Exercise instructions
A - Reproduce the portion of the passage on Cue's history that begins at the words "THE NINETIES, NAUGHTIES" and stops after the words "to staff loyalty.".
B - Answer the following questions using the passage on Cue's history:
(i) Who sourced fabric for the business?
(ii) Which supermodel fronted the 1997 campaign?
(iii) In which museum was the 50th-anniversary exhibition held?
C - List every person mentioned by name in the passage on Cue's history.

Passage provided
THE NINETIES, NAUGHTIES AND BEYOND
True to its name, Cue continued to be on the front foot of cultural trends. With Rod’s wife Lynette sourcing fabric and his children, Melanie and Justin as executive directors — this family led business moved from strength to strength, picking up new ‘family’ members along the way. Rod made everyone feel like a part of the family (whether biologically related or not…), and this has definitely paid off when it comes to staff loyalty.
“Each of Cue’s head designers has risen through the ranks and stayed for more than a decade. They pass the baton to one another”, explains Levis. It was perhaps this family-feel that enticed worldwide supermodel Claudia Schiffer to front their 1997 campaign. Cue followed this with an homage to local talent, working with (at the time) up and coming Australian models Catherine O’Neil and Jessica Hart for later campaigns.
Come 2019 and Cue was celebrating their 50th year in fashion. Quite the milestone for a family run business in an extremely volatile industry. They celebrated with an exhibition display in none other than Sydney’s Powerhouse Museum, with a collection that featured a piece symbolising each decade of Cue.
Well as so perfectly presented by Mr. Rod Levis, “since Cue began, the role of women in society has changed. When women started entering the workforce in the late ’60s and ’70s and ’80s, we were already there for them. Women are now running companies and running countries, and our designs have reflected that.” So, as humble observers, we can only assume that Cue will continue to be there for the ‘everywoman’ of Australia. Dressing them for their first job interview, a day at the races or a fancy formal event, so that every woman can have their Cue moment.

Records from a dataset
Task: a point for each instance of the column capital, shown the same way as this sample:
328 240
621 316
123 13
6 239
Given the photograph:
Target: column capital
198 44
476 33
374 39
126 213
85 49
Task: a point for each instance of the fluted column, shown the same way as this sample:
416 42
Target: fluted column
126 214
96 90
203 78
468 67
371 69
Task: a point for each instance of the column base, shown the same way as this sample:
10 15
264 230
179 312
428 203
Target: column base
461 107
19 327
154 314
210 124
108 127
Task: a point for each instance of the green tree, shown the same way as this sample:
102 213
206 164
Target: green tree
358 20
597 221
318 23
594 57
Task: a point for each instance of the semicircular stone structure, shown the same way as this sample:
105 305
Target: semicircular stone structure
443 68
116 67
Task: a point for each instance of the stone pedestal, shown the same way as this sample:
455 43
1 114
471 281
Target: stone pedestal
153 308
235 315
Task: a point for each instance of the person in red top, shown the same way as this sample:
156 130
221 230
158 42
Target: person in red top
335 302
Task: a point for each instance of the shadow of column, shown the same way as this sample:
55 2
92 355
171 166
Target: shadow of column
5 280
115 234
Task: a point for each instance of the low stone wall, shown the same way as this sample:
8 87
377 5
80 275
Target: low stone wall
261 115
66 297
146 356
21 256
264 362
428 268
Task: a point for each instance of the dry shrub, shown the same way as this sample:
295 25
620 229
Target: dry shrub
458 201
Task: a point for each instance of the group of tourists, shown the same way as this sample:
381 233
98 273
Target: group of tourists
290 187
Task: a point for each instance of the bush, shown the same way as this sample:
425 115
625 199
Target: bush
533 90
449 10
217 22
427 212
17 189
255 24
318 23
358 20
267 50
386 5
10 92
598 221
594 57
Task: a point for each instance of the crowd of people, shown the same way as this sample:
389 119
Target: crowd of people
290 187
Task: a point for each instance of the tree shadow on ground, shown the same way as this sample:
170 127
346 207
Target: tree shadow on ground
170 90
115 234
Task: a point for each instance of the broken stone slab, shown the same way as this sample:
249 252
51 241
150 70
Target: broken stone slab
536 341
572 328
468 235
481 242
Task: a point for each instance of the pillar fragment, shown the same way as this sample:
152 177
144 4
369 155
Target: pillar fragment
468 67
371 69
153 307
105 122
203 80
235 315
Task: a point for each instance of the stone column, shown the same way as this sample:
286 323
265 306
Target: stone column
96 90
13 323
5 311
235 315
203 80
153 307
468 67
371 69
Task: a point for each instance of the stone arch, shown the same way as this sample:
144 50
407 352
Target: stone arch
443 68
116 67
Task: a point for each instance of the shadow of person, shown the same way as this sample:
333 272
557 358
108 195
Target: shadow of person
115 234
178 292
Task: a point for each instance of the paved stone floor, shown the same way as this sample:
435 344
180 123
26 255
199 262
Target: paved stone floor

* * *

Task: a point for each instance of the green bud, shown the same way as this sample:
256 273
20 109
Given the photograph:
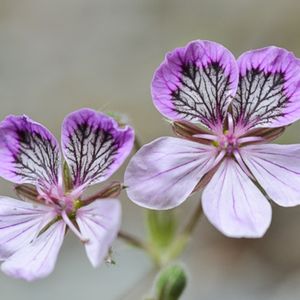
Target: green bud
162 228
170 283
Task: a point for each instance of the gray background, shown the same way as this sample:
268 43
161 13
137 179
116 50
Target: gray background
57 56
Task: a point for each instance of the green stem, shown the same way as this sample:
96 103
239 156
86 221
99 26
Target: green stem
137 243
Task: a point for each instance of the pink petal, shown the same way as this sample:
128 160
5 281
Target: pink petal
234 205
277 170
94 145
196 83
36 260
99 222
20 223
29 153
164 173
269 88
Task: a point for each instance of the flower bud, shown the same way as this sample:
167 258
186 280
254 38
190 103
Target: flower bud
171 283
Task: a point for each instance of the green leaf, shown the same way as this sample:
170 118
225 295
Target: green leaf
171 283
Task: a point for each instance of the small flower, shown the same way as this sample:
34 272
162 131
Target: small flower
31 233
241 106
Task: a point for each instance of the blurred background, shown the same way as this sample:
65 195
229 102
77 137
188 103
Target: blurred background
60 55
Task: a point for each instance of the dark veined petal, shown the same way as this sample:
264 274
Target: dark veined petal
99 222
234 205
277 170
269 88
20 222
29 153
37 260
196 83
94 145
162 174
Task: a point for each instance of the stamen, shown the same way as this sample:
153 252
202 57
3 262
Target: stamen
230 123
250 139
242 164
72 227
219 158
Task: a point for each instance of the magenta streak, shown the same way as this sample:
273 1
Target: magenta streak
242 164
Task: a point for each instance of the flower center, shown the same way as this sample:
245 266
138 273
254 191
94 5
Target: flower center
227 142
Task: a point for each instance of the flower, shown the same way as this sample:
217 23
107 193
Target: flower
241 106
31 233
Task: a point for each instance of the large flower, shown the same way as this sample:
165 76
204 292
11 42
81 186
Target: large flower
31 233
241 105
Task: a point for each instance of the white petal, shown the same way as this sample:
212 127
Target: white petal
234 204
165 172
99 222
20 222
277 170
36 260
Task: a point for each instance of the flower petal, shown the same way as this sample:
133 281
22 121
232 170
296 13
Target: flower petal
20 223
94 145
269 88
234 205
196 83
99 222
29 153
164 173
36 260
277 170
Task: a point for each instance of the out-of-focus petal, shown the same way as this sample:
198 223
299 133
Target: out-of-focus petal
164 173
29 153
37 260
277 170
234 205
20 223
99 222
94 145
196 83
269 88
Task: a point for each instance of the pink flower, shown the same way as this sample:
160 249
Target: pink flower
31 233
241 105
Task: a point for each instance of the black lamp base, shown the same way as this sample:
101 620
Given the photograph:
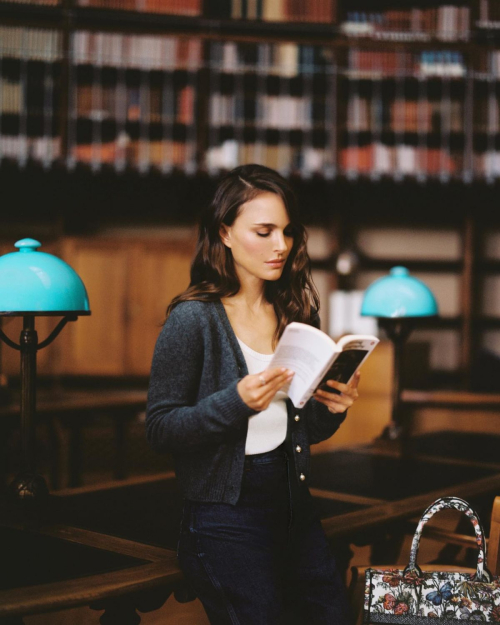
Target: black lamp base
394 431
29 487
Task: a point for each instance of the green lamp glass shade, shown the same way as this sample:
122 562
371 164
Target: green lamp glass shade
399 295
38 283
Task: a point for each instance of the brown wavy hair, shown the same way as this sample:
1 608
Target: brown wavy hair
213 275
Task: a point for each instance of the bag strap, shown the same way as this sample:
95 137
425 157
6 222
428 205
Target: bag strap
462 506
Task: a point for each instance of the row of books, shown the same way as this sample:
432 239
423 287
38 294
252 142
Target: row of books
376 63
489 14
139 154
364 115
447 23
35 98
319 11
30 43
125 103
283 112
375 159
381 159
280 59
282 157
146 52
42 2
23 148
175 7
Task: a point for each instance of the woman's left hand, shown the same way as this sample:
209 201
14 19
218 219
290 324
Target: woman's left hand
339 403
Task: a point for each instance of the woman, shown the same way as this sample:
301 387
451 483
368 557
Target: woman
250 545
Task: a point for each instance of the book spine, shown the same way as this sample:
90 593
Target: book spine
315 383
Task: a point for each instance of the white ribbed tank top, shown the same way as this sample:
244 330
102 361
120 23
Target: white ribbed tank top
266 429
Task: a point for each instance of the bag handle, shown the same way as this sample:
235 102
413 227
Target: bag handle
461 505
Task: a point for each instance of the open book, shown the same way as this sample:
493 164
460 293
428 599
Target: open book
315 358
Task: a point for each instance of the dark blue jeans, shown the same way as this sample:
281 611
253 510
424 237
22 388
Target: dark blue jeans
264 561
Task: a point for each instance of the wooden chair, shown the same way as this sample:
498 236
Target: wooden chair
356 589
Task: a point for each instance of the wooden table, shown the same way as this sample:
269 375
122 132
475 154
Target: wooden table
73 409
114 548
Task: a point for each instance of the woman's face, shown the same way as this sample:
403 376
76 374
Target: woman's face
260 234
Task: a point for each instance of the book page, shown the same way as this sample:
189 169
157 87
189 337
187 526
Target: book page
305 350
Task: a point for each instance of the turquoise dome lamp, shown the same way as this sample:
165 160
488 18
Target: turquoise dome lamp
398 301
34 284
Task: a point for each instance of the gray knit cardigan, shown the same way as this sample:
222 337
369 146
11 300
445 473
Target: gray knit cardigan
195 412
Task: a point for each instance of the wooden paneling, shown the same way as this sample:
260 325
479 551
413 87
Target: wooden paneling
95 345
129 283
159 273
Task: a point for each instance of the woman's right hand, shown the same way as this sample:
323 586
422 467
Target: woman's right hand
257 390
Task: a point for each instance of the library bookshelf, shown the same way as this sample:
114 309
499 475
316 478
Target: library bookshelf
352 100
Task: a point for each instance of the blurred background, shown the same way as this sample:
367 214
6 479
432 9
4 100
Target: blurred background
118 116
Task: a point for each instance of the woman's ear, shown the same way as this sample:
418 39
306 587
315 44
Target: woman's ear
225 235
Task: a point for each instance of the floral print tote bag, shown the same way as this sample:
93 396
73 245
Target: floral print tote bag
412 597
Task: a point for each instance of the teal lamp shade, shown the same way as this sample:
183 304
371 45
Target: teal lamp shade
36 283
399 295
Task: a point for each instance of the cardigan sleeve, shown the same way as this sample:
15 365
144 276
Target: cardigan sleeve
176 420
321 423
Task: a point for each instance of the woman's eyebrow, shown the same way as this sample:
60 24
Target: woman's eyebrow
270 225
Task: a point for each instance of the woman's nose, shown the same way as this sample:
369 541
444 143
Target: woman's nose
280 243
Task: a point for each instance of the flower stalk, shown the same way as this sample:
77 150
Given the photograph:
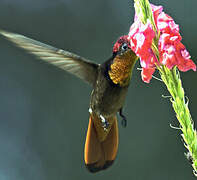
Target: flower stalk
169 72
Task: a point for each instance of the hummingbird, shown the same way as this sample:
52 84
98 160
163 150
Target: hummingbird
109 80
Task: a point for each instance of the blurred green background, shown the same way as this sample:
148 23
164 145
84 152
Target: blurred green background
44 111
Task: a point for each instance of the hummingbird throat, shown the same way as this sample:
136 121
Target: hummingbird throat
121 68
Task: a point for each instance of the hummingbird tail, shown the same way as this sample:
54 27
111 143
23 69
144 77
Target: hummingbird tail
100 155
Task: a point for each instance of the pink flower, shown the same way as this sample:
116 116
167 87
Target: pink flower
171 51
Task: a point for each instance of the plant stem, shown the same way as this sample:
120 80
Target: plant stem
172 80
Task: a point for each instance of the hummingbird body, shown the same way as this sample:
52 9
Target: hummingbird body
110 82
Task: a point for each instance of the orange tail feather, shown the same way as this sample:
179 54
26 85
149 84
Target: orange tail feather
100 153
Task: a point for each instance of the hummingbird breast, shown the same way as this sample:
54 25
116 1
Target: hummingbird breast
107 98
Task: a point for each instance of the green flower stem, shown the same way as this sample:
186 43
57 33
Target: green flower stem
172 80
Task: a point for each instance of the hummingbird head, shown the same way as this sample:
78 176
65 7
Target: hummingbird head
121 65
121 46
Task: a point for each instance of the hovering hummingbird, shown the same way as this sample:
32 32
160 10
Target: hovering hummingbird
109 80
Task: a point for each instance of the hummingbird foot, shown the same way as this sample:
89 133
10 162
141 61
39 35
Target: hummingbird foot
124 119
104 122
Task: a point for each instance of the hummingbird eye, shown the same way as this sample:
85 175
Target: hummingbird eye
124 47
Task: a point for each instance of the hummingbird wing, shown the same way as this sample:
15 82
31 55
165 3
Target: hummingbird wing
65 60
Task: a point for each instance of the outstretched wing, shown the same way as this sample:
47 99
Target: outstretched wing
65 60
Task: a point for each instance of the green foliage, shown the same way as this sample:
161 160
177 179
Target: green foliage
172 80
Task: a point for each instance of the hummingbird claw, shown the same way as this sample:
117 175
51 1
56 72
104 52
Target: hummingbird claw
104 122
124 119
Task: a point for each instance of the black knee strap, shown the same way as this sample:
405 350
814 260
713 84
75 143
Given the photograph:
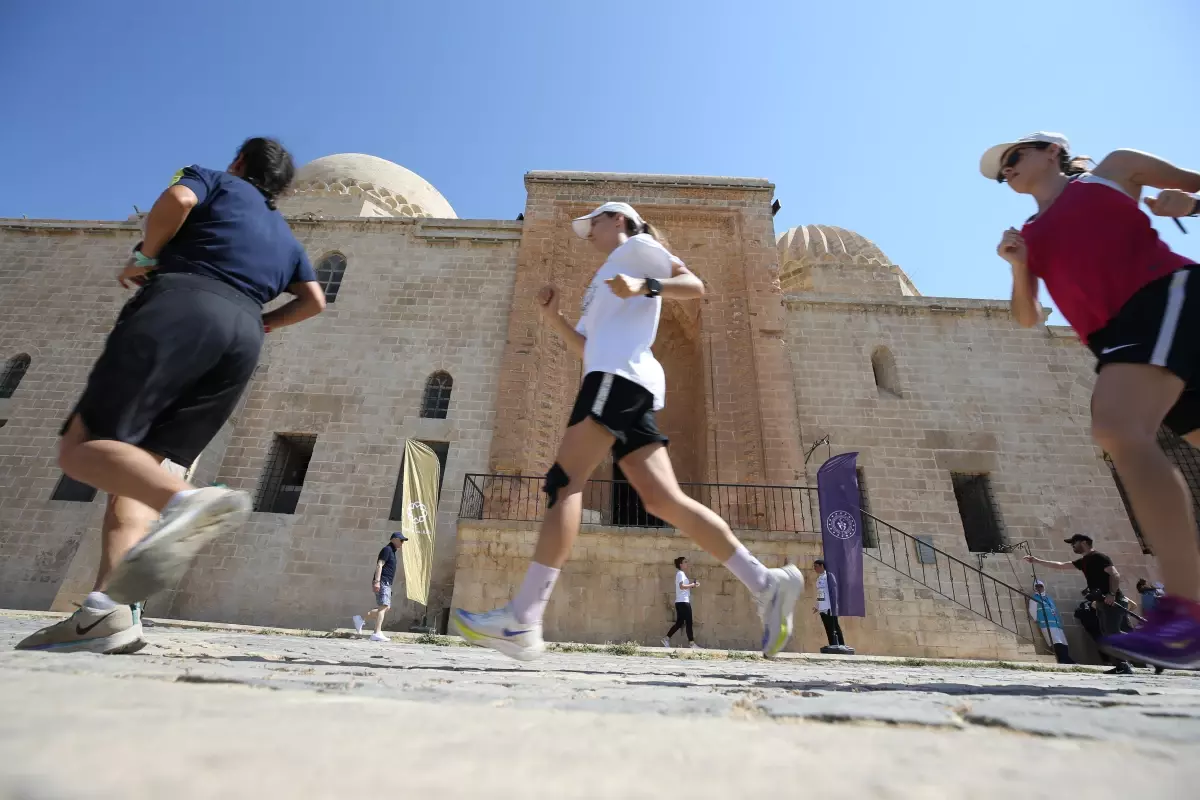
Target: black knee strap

Solution set
A -
THE NINETIES, NAUGHTIES AND BEYOND
True to its name, Cue continued to be on the front foot of cultural trends. With Rod’s wife Lynette sourcing fabric and his children, Melanie and Justin as executive directors — this family led business moved from strength to strength, picking up new ‘family’ members along the way. Rod made everyone feel like a part of the family (whether biologically related or not…), and this has definitely paid off when it comes to staff loyalty.

B -
(i) Rod's wife, Lynette
(ii) Claudia Schiffer
(iii) Sydney's Powerhouse Museum

C - Rod Levis, Lynette, Melanie, Justin, Claudia Schiffer, Catherine O'Neil, Jessica Hart